Southam Street Album, 1956-61 (2)

As he wrote in his 1968 autobiography, From Michael de Freitas to Michael X:

It was impossible to believe you were in twentieth-century England: terraced houses with shabby, crumbling stonework and the last traces of discoloured paint peeling from their doors, windows broken, garbage and dirt strewn all over the road, every second house deserted, with doors nailed up and rusty corrugated iron across the window spaces, a legion of filthy white children swarming everywhere and people lying drunk across the pavement…

Southam Street Album, 1956-61

As Desireee told David Peace, “Southam Street was rough, but black people expected that. You were lucky you had a room and nobody bothered you if you paid your rent.”

In the Notting Hill of the 1950s, two social groups of outcasts came together: the recent West Indian immigrants and the working-class white prositutes. Larry Ford, a sometime club owner and contemporary of de Freitas, noted that “you get two outcasts, social outcasts, the blacks and the prostitutes and these two get together and the money comes in.”

In his autobiography, de Freitas wrote about a woman named Sylvia, who he acted as a pimp for (although he claimed she simply turned up with £40 one day, handed it over to him, and their working relationship began from there.) He coldly pondered his position: “People have been trying to work out why prostitutes need a ponce since the profession began and nobody’s found a satisfactory answer. In this girl’s case I think she was a compulsive giver and she had no other way of making so much to give.” Sylvia certainly found someone who would take as much as she could make.

-----

### DIRECTIONS
- A) Print the part of the Southam Street passage that begins at the words "In his autobiography, de" and stops after "she could make.".
- B) According to the Southam Street passage, what is the title of de Freitas's 1968 autobiography?

(Collected data entries)
-----

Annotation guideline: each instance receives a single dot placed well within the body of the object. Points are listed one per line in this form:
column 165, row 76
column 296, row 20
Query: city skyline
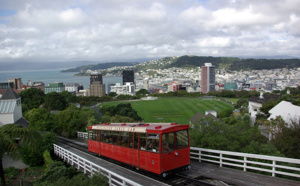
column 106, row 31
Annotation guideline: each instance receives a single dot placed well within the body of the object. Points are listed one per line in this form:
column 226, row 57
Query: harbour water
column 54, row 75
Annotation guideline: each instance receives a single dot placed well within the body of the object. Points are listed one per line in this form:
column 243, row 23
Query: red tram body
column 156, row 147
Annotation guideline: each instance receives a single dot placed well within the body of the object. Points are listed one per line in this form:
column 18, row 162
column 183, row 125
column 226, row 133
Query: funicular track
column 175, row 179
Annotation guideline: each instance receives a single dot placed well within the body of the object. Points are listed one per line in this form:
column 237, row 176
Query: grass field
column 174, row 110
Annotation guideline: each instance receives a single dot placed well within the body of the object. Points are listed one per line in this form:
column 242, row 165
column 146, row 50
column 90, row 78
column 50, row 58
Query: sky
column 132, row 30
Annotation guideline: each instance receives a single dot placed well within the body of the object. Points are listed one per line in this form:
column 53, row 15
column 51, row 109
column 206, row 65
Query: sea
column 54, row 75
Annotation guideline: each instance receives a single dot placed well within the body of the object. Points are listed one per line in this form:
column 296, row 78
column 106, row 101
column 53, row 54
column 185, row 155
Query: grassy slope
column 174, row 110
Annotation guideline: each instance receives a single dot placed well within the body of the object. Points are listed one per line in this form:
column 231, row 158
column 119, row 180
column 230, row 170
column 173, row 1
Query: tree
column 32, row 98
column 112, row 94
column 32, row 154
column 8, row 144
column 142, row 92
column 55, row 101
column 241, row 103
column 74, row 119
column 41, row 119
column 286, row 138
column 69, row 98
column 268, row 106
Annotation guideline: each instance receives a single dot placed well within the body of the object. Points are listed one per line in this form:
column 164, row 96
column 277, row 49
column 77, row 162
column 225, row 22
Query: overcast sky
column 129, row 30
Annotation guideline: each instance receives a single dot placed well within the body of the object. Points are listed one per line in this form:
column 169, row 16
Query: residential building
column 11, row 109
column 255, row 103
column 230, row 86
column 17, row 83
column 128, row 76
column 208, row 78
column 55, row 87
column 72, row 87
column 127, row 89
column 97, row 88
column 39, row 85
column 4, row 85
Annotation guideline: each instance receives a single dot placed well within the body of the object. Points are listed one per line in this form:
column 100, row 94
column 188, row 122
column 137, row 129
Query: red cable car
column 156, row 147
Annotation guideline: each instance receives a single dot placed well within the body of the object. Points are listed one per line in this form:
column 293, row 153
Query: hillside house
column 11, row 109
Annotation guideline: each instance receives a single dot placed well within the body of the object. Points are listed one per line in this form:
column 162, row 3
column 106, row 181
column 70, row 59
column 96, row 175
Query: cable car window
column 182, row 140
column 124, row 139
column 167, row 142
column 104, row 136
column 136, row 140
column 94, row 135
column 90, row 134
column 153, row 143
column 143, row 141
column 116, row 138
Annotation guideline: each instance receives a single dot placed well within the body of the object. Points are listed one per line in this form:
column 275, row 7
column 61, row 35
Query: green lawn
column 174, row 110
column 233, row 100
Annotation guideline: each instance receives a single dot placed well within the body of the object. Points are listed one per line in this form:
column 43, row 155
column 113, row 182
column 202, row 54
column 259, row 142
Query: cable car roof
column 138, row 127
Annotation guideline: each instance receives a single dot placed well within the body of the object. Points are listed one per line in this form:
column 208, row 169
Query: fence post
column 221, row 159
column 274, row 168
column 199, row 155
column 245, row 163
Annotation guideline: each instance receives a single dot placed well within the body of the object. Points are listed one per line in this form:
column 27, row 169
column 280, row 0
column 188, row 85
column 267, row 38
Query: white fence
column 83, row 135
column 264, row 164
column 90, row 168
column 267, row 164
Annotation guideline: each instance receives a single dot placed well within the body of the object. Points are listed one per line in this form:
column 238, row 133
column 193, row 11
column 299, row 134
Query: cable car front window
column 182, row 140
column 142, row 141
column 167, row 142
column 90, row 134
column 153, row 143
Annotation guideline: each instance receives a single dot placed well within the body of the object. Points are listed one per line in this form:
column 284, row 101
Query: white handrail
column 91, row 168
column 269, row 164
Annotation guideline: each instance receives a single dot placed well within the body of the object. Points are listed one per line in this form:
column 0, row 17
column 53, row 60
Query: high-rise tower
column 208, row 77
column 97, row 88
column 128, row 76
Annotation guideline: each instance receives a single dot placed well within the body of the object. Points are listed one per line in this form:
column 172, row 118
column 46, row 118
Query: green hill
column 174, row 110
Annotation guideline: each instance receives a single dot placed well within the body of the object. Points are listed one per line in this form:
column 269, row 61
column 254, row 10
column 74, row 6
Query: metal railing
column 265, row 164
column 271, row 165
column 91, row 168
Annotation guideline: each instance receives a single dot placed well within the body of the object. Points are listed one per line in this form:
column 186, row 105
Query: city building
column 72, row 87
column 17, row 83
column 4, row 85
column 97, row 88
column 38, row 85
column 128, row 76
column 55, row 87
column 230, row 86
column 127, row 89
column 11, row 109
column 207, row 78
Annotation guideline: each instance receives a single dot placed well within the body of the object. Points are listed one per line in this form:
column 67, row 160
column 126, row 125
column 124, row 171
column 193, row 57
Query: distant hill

-----

### TASK SOLUTIONS
- A)
In his autobiography, de Freitas wrote about a woman named Sylvia, who he acted as a pimp for (although he claimed she simply turned up with £40 one day, handed it over to him, and their working relationship began from there.) He coldly pondered his position: “People have been trying to work out why prostitutes need a ponce since the profession began and nobody’s found a satisfactory answer. In this girl’s case I think she was a compulsive giver and she had no other way of making so much to give.” Sylvia certainly found someone who would take as much as she could make.

- B) From Michael de Freitas to Michael X